EXERCISE BRIEF →
Every line with the string "green" must be copied from the entries below.

---

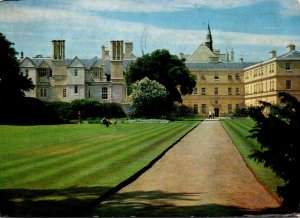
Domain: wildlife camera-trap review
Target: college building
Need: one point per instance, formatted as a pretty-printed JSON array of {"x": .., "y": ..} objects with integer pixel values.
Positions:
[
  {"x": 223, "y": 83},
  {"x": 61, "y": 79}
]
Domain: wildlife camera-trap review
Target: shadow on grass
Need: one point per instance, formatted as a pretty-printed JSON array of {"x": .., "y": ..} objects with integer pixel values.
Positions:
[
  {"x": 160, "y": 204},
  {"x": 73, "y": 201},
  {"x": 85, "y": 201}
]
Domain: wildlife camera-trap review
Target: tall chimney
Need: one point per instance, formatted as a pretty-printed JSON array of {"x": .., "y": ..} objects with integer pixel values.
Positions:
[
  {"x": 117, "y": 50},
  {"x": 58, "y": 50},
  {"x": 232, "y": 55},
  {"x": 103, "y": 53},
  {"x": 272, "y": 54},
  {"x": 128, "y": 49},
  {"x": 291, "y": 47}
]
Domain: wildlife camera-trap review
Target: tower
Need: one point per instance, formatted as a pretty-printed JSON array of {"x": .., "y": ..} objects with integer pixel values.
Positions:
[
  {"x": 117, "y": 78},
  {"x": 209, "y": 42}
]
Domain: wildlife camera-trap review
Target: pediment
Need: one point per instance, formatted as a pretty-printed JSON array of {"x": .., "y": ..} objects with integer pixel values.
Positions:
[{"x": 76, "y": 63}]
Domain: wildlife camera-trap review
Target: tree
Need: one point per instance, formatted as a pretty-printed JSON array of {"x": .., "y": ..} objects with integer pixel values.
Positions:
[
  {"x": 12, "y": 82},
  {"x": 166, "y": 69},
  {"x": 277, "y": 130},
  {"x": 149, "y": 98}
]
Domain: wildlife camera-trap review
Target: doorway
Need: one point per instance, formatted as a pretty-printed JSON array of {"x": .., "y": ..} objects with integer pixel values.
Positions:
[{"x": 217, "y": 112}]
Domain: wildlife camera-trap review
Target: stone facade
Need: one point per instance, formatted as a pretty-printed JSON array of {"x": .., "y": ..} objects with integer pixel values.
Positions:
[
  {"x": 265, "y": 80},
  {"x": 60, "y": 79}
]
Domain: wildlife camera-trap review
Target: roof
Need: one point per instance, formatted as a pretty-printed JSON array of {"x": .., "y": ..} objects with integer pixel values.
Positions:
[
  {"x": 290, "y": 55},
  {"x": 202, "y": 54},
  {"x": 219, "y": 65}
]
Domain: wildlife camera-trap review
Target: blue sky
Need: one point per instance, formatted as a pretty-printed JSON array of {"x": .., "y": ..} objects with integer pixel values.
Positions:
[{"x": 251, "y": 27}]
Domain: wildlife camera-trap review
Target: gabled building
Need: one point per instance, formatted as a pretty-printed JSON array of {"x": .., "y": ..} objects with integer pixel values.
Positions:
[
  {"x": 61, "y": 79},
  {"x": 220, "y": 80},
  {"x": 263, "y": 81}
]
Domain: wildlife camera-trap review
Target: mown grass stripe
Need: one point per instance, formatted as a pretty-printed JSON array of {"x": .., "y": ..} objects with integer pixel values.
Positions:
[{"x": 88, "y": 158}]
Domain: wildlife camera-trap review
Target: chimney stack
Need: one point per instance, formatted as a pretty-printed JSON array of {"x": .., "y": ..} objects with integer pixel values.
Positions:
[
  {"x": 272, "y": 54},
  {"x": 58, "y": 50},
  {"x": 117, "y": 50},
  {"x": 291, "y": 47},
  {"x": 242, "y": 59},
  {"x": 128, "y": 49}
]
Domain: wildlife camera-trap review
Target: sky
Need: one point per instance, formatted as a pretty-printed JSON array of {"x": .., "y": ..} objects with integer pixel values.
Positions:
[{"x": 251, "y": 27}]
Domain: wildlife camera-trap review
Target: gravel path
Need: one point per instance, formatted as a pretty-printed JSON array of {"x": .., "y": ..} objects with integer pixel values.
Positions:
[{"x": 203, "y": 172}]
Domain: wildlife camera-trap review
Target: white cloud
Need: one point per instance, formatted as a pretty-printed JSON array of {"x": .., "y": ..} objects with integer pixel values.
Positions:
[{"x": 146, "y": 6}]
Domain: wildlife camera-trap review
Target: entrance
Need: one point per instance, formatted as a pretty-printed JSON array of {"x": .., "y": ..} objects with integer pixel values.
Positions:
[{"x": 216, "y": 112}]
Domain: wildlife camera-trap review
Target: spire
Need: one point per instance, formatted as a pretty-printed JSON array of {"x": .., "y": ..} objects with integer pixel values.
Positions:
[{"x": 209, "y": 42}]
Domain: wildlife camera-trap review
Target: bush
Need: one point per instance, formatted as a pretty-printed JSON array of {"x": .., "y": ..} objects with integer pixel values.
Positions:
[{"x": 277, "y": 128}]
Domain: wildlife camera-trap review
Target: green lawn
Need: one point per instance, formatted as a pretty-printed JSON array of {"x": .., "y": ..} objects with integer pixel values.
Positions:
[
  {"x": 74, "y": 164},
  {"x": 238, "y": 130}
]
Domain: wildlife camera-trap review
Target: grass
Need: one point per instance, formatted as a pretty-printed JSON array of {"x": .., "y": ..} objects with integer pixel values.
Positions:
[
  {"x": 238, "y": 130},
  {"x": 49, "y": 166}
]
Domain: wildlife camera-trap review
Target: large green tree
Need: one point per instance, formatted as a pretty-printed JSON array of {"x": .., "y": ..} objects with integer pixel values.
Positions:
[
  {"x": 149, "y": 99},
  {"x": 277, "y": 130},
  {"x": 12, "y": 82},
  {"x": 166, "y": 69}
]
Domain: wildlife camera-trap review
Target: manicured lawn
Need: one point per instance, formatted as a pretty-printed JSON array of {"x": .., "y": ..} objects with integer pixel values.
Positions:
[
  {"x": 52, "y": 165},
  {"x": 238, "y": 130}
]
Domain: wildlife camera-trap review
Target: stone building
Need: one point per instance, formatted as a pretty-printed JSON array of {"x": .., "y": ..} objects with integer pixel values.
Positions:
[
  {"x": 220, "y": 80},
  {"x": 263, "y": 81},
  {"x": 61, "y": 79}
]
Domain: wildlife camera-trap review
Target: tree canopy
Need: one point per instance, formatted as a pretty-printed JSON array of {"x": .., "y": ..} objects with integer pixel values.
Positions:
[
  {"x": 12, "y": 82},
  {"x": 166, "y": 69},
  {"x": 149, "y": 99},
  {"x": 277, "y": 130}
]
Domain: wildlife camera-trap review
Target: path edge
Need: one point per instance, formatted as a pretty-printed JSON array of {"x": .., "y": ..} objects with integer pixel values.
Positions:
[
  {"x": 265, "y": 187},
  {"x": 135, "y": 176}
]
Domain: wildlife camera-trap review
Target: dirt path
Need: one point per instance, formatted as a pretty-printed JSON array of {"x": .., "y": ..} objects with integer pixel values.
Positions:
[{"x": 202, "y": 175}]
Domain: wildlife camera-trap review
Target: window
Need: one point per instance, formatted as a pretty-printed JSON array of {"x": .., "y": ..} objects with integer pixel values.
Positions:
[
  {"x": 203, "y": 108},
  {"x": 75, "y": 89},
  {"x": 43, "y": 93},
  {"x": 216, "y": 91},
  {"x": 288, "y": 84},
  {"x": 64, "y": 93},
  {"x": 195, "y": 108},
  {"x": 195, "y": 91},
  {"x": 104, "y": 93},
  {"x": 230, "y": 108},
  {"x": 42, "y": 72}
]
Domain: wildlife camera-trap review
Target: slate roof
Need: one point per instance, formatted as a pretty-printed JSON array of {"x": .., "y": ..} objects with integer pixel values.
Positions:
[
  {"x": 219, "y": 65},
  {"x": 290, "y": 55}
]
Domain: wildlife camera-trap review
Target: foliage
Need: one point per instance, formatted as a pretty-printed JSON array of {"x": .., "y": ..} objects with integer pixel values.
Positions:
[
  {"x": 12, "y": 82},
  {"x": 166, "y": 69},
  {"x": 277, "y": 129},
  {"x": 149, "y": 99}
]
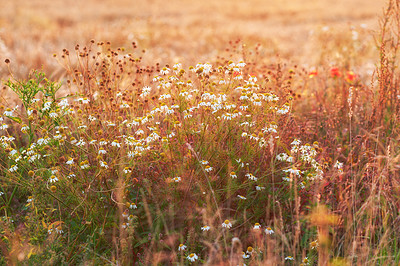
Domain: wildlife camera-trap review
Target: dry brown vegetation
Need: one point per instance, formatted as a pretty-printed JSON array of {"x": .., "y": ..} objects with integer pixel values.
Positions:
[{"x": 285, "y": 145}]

---

SOLUTION FOR THIS PROBLEM →
Target: green lawn
Target: large green tree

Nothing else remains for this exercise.